Excerpt provided =>
•••

Saturday, November 29, 2014

Dental Probiotics: Bacterial Dental Insurance?



Our microscopic fellow travelers are all the rage today, rating their own study group known as the Human Microbiome Project.  I’ve long recommended intestinal probiotics for years to my patients as they’re treated for infections in an effort to avoid some of the intestinal upset associated with antibiotics.  I never gave a thought to probiotics for oral and dental health until I was invited to try this Pro-Dental for review.

Tuesday, November 25, 2014

How Do I Make a Medical Decision? Part II

When last I wrote about making a medical decision (Part I), I focused on the importance of identifying a trusted source to assist you in the process.  While there are inanimate sources such as Internet sites of more or less trustworthiness, printed or pixelated matter informants are one-way interactions.  You  match your situation with the closest approximation available which cannot in turn adjust its wisdom to the unique details of your past or present history.

So let's say your matter involves a consultation with a medical professional.  You've doubtless arrived with thoughts on your subject. What's going through your doc's mind as you meet face-to-face?

•••

To do =>
#1 In the blog excerpt, what product was the writer invited to try for review?
#2 List every question in the blog excerpt that ends with a question mark, including those in titles.
#3 Pick up the blog excerpt after its final sentence and carry on the post about making a medical decision.

Data provided =>
•••

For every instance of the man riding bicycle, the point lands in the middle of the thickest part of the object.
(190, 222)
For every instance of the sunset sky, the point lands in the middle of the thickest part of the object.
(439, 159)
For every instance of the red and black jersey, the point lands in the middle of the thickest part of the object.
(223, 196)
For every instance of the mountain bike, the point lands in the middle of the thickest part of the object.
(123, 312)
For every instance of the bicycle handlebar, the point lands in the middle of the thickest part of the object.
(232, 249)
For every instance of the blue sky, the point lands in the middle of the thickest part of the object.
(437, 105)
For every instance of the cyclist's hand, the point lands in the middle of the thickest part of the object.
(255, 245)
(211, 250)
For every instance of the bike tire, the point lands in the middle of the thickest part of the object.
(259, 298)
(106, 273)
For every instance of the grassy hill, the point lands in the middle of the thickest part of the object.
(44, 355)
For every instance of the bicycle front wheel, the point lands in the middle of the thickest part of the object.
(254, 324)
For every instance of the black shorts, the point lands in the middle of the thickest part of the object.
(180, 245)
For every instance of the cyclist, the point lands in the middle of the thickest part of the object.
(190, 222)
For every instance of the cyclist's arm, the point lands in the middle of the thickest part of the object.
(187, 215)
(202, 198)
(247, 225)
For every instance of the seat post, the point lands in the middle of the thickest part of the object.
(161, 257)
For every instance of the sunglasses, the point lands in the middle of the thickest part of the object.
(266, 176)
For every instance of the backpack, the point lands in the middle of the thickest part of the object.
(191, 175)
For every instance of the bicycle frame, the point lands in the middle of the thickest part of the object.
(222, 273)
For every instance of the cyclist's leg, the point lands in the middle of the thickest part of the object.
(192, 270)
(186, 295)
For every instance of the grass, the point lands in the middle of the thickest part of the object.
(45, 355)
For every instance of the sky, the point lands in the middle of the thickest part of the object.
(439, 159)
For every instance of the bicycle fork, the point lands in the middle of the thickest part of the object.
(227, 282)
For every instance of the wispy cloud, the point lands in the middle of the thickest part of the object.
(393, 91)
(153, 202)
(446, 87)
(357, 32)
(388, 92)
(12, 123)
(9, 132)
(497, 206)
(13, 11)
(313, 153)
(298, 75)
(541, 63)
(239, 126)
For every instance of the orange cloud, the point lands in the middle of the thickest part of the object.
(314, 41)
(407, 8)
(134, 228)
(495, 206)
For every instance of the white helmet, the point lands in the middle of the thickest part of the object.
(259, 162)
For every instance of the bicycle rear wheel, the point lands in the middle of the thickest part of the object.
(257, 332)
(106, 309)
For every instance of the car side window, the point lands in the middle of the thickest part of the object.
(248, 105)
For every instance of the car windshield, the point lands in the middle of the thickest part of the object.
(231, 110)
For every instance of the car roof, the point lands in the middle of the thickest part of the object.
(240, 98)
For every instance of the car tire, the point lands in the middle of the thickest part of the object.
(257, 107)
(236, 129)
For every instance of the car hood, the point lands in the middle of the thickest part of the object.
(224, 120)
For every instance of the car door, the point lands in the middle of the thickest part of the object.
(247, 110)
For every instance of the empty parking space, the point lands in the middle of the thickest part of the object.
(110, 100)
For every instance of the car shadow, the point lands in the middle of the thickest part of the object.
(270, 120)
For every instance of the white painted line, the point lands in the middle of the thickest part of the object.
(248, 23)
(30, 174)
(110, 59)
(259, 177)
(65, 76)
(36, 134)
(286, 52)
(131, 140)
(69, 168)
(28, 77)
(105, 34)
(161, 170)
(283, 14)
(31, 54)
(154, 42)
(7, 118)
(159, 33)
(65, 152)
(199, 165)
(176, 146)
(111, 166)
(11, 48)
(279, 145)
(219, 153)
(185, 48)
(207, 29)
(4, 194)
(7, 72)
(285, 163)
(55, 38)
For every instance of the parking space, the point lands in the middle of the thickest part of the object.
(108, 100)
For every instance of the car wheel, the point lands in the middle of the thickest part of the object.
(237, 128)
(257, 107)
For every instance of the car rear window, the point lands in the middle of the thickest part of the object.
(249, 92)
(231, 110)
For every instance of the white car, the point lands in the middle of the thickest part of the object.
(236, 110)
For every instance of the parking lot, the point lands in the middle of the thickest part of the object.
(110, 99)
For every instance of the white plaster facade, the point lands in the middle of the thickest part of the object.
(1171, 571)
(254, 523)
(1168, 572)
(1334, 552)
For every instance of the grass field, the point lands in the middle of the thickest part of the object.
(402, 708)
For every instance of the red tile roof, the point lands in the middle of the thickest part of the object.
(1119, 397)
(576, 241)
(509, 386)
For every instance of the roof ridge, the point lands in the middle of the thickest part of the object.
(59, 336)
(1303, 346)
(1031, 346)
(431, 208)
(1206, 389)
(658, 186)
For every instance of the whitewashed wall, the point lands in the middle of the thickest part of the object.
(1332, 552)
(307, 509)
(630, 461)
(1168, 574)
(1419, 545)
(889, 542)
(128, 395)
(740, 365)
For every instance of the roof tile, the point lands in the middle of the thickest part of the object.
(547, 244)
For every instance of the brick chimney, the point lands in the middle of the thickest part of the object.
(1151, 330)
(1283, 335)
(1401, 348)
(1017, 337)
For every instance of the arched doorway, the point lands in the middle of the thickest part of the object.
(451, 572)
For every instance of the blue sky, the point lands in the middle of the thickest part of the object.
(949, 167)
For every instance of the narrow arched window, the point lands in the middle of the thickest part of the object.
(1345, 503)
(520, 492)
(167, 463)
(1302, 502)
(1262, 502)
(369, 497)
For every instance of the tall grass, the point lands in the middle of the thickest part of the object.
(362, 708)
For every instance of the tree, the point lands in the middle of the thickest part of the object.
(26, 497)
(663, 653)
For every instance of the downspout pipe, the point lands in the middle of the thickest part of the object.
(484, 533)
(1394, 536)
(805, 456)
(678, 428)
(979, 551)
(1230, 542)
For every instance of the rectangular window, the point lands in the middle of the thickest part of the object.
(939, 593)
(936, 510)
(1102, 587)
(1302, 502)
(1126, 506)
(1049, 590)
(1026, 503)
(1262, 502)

•••

Exercise responses =>
#1 Pro-Dental

#2
- Dental Probiotics: Bacterial Dental Insurance?
- How Do I Make a Medical Decision?
- What's going through your doc's mind as you meet face-to-face?

#3
From the first moment that I greet a patient, I am already forming hypotheses or educated guesses. Back in the good old days, I'd walk to the waiting room to call a patient in; we'd shake hands in greeting ( fingers dry? cold? clammy? weak?)(1), then I'd watch them walk--or limp--down the hall.   Armed with the 'reason for visit' from my day's schedule, I'm looking for pattern recognition from moment one of our visit, and 33 years into practice, I've seen a lot of patterns go by(2).  In for foot pain?  Teenaged boy limping with skateboard in hand maybe has broken his toe; older, stout man in a suit, well perhaps he's got gout.

My thoughts are forming as I call on experience (Have I seen this before?) and/or evidence (Have I read about this before?).  If I jump to a conclusion too fast, a diagnostic error called 'premature closure', I'm risking a missed diagnosis which could be inconsequential or a downright disaster.  If I narrow the diagnostic field not at all (which, unfortunately, seems to be an ER predisposition), I may be heading for an unguided work-up of unbridled costs in money and time.  What if I don't let go of my initial impression as contradictory test results come in--an 'anchoring bias'--or fall into a 'confirmation bias' in which I highlight data that supports my anchored diagnosis, ignoring the results that just don't fit in. 

No wonder patients prefer doctors with whom they have a history, seek information on the Internet, and request second opinions.  Now more than ever, get informed and ask questions. Be an advocate for yourself and your family; you're half of the diagnostic partnership.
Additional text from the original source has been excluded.